_SHORT PROBLEM 1_
In the forum thread about where to put a puppy's pen, how long did krandall's dogs have to use the new litter box successfully before the old one was removed?

■ ■ ■ ■ ■ ■ ■

The Best Wooden Dog Crates | Pupperton - Home


----------



## Henry&Kate (Mar 29, 2017)

Henry's ex pen is in the kitchen as well because it's more or less the center of the house and especially when he was little he could be safely tucked into his pen while I did other things and yet he was still with me. He sleeps in my room in a crate though.

But he isn't using his indoor option at all anymore He _really_ wants to go outside. I'm not sure if I were gone for maybe 5 hours if he would use it. Maybe.


----------



## lolo1 (Jul 24, 2018)

So it seems as if it is best to put the ex pen where you spend the most time which makes a lot of sense as a priority. So I'm thinking kitchen/family room, and not stressing over the potty part. Thank you!!


----------



## Tom King (Aug 2, 2006)

Once the puppy graduates from the expen, the box needs to be moved to some other location in small increases of distance. No puppy will be able to go from using a box close by, and then go to solving a multi step problem-like going down a hall, and into another room.


----------



## lolo1 (Jul 24, 2018)

that's what i was concerned about initially. I haven't trained a puppy in a while, but I thought I remembered that it would be better if the spot was where it needed to be from the start. I can put it close and then move it in small increments when it's time, and work from there 🐶


----------



## krandall (Jun 11, 2009)

lolo1 said:


> that's what i was concerned about initially. I haven't trained a puppy in a while, but I thought I remembered that it would be better if the spot was where it needed to be from the start. I can put it close and then move it in small increments when it's time, and work from there &#128054;


When I wanted my dogs to use alitter box in a new location, I put the new one where I wanted it, but didn't remove the old one until I was POSITIVE that they knew where the new one was, and that they were using it successfully for several months before removing the old one.


----------



## Mikki (May 6, 2018)

■ ■ ■ ■ ■ ■ ■

_SHORT PROBLEM 2_
Render the rows below as a numbered list, running from the start of the rows down to the line containing "[880,492,944,504]", both included. Skip blank lines and leave out the pictures.

■ ■ ■ ■ ■ ■ ■

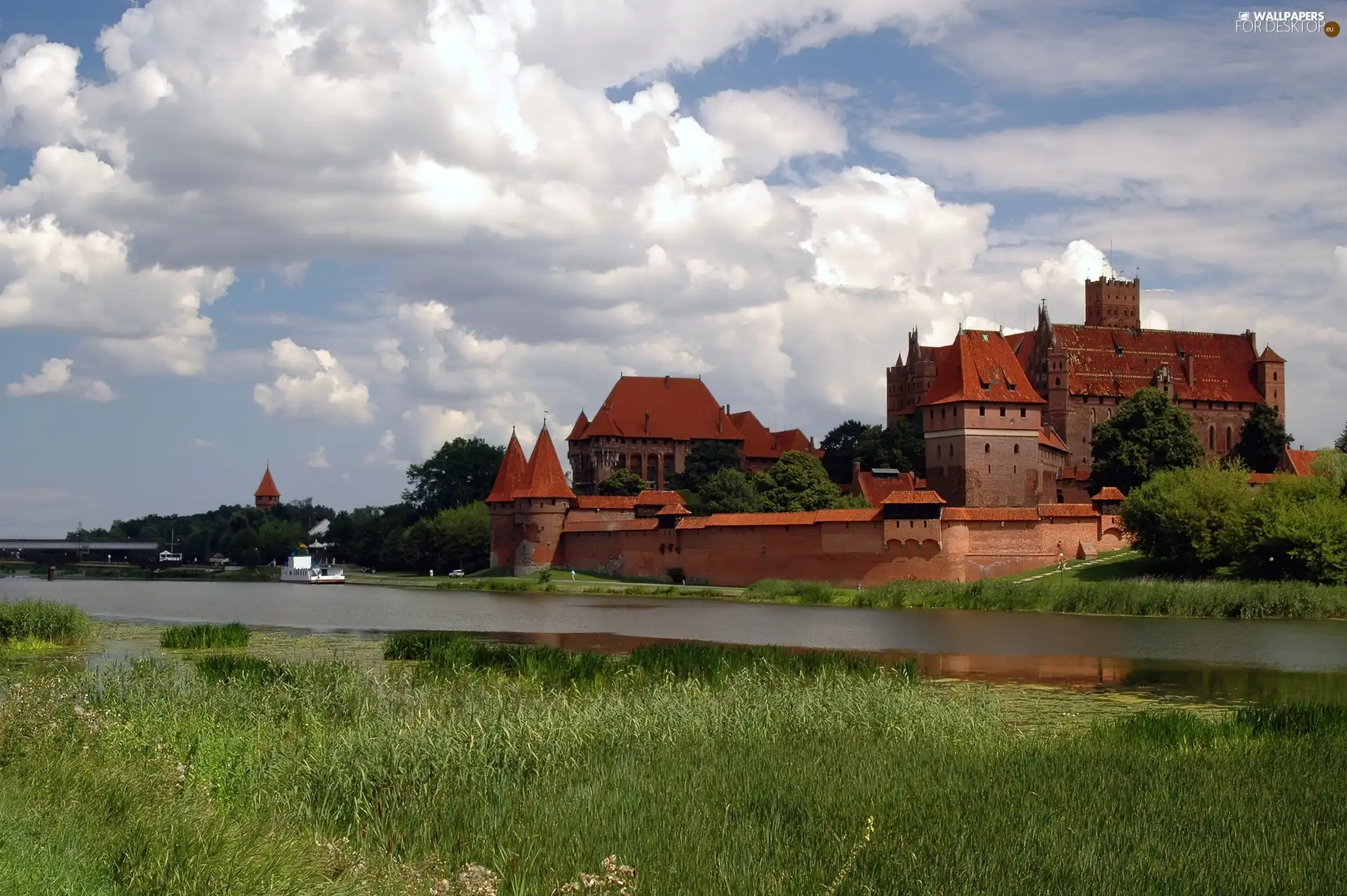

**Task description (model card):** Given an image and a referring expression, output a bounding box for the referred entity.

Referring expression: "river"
[0,578,1347,702]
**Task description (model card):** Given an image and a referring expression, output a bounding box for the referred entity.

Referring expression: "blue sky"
[0,0,1347,535]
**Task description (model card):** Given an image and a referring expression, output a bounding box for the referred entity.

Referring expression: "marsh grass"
[159,622,252,650]
[384,632,899,686]
[0,601,92,648]
[0,636,1347,896]
[744,577,1347,618]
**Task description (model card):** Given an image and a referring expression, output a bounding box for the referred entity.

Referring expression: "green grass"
[744,577,1347,618]
[0,601,91,646]
[0,636,1347,896]
[384,632,899,687]
[159,622,250,650]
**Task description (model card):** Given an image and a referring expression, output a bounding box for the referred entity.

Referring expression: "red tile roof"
[655,504,692,516]
[514,426,575,499]
[1052,323,1264,404]
[857,470,924,507]
[568,376,744,442]
[1281,448,1319,476]
[921,330,1045,407]
[562,517,660,533]
[565,411,589,442]
[1038,426,1071,454]
[1038,504,1099,520]
[730,411,823,458]
[940,507,1038,523]
[633,490,683,507]
[253,466,280,497]
[486,431,528,504]
[575,495,636,511]
[814,507,880,523]
[880,492,944,504]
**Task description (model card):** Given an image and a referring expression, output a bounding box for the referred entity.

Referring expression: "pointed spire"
[514,429,575,499]
[486,427,528,504]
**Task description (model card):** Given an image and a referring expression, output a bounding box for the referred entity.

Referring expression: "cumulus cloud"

■ ■ ■ ■ ■ ■ ■

_RESPONSE 1_
Several months.

_RESPONSE 2_
1. **Task description (model card):** Given an image and a referring expression, output a bounding box for the referred entity.
2. Referring expression: "river"
3. [0,578,1347,702]
4. **Task description (model card):** Given an image and a referring expression, output a bounding box for the referred entity.
5. Referring expression: "blue sky"
6. [0,0,1347,535]
7. **Task description (model card):** Given an image and a referring expression, output a bounding box for the referred entity.
8. Referring expression: "marsh grass"
9. [159,622,252,650]
10. [384,632,899,686]
11. [0,601,92,648]
12. [0,636,1347,896]
13. [744,577,1347,618]
14. **Task description (model card):** Given an image and a referring expression, output a bounding box for the referred entity.
15. Referring expression: "green grass"
16. [744,577,1347,618]
17. [0,601,91,646]
18. [0,636,1347,896]
19. [384,632,899,687]
20. [159,622,250,650]
21. **Task description (model card):** Given an image and a referring expression, output a bounding box for the referred entity.
22. Referring expression: "red tile roof"
23. [655,504,692,516]
24. [514,426,575,499]
25. [1052,323,1264,404]
26. [857,470,924,507]
27. [568,376,744,442]
28. [1281,448,1319,476]
29. [921,330,1045,407]
30. [562,517,660,533]
31. [565,411,589,442]
32. [1038,426,1071,454]
33. [1038,504,1099,520]
34. [730,411,823,458]
35. [940,507,1038,523]
36. [633,490,683,507]
37. [253,466,280,497]
38. [486,431,528,504]
39. [575,495,636,511]
40. [814,507,880,523]
41. [880,492,944,504]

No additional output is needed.